Source excerpt
I have never even balanced my checkbook technically, but I also have never overdrawn. It may not be logical but I usually sense when something is off balance and then adjust as needed.  I just make sure that I keep to my moderate spending habits and try to stay on the frugal side of things. I have tried to adopt this mode of operation to this game. So I’m not sure what my point results will reveal in the end, but one thing has become extremely clear. I am now more aware of everything I do on a daily basis more than I ever thought I could be (or wanted to be!). I mean who tracks how many times they flush a toilet in a database?

Within days, I  determined what my highest point scoring habits include: driving my car, charging my laptop/phone, eating food that has an unknown origin and showering daily. Some of these things were easy to scale back right away. (like cutting back on my amount of showers and length of them) But others can not be changed overnight – giving up my car would mean giving up my job and giving up my computer would also mean giving up my job. I decided to avoid unemployment and focus on the areas in which there was potential to shift. Food and Water. These two things I have direct control over changing in my daily life.

Or do I? Even these decisions, in which I thought I had ultimate control over, are a lot more complex than I originally thought. I didn’t make it past my first meal of the month before I became tangled up in the logistics of how to “score” my eating habits.

Dinner number one:  I had a salad with greens from my own garden, a tomato from a neighbors garden, some packaged baby carrots, a non organic cucumber and some salad dressing (with a ton of random ingredients) all from… the “local” grocery store, along with a turkey burger bearing a label saying it’s meat was “distributed” in near by Landover, MD Hmmm… something harvested by me, something locally harvested – other veggies from unknown territories and meat from where? If “distributed” means raised and processed, I think less than 100 miles away?  So how many points is that?

Things got pretty complicated even after examining one meal.  Knowing I got my food from the local food store was not knowing where my food is from.  Living in Annapolis, I am privileged to have access to many places that sell locally grown food, but I did find, after checking, that those stores and markets are actually scattered around the area and are a farther drive away than my local Grocery Store. I would also have to go to several different places to get all things locally.  Would the miles in my car out weigh the choice of the food? Hmmm… I had to check out the point system to find out. After checking I still was not sure.

While focusing on water consumption, this different dilemma surfaced:  I’m in a pubic bathroom in my favorite coffee shop remembering that every time I flush a toilet I am essentially wasting water (and gaining .5 points). I am wondering how the proprietor and other customers would feel about me implementing the, “if its yellow let it mellow” motto. I never opposed this idea but I had also never really fully adopted it. This was the first time I actually found myself pondering this predicament.  Do I do what’s considered “rude” and leave pee unflushed in a public toilet or do I waste the water and enable this water wasting habit we have all taken part in for years? I caved that time and succumbed to the “avoid doing what is rude rule” that my mother taught me long ago.

Stored data
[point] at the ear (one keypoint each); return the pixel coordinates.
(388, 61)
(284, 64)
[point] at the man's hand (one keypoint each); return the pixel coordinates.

Written instruction A
From the essay on tracking daily habits above, list the habits the writer identified as scoring the most points.
Written instruction B
Pick up the essay on tracking daily habits right after its final sentence and carry it forward.

Expected answer A
driving my car, charging my laptop/phone, eating food that has an unknown origin, showering daily

Expected answer B
It’s ridiculous that I even have time or head space to think about such a “dilemma” as this let alone ponder it for the rest of the day. Later that evening I brought it up again in a phone conversation with “Logic and Order” chapter writer Gabe DellaVecchia. “Do you leave pee in public toilets?” I asked.  He lived in Portland Oregon where he said that the “if its yellow let it mellow motto” is the norm, not only in personal homes but in public places as well. He said you may get labeled a “hippie” for letting the yellow mellow but heck that seems  a lot better label than being called “rude”.

Is it rude to save water? Are we still being labeled negatively for trying to conserve? Well I guess we all have opinions on the right and wrong ways of doing things and we all feel differently about what’s important (in this case our etiquette  or our conservation habits). But we can only make decisions for ourselves in our personal lives… OR do we need to work harder as a culture together to make these changes acceptable?

This game has filled my head with an overwhelming amount to think about and its only week one! Not only am I now thinking about how my personal choices are impacting everything and everyone around me but I am also pondering how and why we have come to make the choices we do and what kind of support we may or may not have for trying to make those changes toward a better outcome?

It seems like we are up against a lot of different obstacles when trying to do something like lower our personal impact on the environment. Beyond just the system in which we track our habits, there is the structure of the city we live in, our culture, our economic status and our upbringing.  These are just a few of the factors that I haven’t even touched on yet.  What were you taught as a child about how to make your decisions.  Were you raised to conserve water or conserve money? Did you grow up on fast food or grow your own food?

I am curious about finding a system that could help us all shift our habits while taking into account our different starting points.  (does this exist?) And are we even in a position to be able to make the changes we want to or will we have the access to do so? These are some of the bigger questions I’ve been wrestling with this week along with the “pee in public toilet dilemma”.

What do you think? How can we assess and accept the path where we have come from to get to a new place of balance where we’d all like to be?

8/9/13

Please join Chapter 3 writer Andy and I in the Cap and Trade Game and track your own habits! You may learn something about yourself and the possibly the environment in which you live and where you came from. Just click here and add your name to play.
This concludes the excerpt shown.